-- What is needed --
Collect each line in the listing below that contains the word "camouflage", and copy those lines out in full.

-- Task material --
· · · · ·

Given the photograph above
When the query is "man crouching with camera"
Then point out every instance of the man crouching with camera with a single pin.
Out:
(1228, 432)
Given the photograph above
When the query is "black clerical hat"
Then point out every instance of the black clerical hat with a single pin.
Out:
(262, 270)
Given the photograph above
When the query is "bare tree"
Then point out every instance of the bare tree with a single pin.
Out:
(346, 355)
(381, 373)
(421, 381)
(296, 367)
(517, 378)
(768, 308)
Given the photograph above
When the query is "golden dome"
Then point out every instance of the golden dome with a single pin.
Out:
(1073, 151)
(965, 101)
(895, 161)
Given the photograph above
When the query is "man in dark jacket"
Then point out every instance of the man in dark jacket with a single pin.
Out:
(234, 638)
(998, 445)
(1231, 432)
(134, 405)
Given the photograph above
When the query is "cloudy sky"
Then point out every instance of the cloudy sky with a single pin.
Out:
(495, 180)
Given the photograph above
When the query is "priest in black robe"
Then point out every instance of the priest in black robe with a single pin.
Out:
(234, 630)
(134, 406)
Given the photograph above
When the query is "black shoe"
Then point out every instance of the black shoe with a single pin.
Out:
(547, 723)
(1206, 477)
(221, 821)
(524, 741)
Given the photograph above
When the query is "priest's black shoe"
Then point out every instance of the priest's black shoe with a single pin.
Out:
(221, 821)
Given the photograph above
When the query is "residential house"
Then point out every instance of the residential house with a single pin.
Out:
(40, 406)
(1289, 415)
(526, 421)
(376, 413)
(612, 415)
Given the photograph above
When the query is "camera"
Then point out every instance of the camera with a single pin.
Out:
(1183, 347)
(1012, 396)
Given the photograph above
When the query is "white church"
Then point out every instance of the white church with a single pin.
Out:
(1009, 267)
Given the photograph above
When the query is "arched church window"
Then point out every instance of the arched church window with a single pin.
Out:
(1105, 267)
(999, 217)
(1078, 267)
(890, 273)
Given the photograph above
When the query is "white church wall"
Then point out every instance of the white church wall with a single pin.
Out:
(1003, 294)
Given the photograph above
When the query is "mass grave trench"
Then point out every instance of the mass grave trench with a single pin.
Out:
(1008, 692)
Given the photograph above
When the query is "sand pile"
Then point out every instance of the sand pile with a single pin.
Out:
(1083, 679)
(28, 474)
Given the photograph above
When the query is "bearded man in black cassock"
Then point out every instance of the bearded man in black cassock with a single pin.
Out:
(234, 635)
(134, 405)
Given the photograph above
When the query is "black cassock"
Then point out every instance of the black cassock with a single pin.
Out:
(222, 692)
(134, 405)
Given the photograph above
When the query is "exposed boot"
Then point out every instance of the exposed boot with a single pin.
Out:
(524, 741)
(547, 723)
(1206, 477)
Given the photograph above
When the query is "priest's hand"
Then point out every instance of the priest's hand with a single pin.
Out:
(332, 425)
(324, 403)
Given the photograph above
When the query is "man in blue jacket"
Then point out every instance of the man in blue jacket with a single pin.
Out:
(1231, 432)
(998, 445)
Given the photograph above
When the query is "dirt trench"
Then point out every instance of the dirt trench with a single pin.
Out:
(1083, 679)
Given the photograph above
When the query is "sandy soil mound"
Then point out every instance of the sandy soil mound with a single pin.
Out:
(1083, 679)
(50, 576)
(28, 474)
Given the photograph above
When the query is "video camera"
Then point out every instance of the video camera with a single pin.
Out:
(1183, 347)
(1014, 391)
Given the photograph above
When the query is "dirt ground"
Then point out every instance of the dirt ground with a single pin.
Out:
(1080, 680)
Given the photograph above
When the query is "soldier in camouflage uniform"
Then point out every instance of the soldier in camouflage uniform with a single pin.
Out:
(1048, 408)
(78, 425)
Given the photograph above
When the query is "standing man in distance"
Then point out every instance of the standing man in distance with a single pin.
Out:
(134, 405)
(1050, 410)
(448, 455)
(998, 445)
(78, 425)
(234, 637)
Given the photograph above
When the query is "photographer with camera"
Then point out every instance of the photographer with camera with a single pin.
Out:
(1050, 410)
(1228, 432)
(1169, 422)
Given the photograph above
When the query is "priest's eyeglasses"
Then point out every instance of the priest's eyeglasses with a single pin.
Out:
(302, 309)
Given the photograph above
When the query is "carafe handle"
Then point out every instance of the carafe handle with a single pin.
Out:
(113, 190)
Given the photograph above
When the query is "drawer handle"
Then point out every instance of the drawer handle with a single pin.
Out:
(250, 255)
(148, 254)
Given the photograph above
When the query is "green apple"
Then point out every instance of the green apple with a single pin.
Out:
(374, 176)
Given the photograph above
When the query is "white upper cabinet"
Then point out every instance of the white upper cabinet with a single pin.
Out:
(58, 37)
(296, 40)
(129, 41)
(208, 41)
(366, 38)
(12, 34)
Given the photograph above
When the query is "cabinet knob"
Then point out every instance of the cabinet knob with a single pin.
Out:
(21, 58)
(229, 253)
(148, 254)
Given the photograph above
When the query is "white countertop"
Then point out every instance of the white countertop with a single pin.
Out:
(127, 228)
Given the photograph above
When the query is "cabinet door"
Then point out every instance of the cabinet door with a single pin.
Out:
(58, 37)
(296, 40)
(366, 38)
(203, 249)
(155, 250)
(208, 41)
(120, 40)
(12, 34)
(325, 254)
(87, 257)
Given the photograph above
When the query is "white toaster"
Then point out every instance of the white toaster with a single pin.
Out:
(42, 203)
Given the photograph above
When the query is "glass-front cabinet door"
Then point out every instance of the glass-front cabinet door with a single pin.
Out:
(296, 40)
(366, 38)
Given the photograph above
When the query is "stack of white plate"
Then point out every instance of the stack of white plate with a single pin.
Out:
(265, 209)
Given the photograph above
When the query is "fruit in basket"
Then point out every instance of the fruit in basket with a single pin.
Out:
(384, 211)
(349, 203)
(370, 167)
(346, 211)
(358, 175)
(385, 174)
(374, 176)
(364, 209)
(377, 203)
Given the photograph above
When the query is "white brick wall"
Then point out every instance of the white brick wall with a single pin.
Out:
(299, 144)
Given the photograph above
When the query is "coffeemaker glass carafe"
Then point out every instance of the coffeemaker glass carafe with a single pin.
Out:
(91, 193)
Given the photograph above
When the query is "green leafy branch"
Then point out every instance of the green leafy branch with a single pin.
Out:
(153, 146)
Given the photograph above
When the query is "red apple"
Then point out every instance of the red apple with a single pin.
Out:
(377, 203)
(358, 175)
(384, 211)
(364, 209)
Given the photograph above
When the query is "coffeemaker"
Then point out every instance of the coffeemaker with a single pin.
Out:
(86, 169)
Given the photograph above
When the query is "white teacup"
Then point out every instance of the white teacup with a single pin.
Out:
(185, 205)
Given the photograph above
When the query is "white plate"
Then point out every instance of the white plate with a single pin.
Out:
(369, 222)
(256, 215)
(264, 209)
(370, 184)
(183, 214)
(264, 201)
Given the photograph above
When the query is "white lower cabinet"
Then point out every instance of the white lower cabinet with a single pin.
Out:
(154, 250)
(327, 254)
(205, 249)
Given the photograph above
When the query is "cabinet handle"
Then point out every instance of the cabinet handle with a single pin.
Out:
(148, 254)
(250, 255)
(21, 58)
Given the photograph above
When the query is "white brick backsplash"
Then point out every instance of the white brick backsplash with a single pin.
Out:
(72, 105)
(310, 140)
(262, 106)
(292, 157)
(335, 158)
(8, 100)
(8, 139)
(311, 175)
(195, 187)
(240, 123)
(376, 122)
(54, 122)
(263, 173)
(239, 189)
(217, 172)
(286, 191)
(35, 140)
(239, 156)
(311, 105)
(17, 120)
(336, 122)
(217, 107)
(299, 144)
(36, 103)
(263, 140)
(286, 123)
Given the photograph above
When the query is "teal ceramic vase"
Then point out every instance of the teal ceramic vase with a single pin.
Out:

· · · · ·

-- Result --
When the query is "soldier in camouflage uniform"
Then point out every instance of the soldier in camouflage uniform with a single pin.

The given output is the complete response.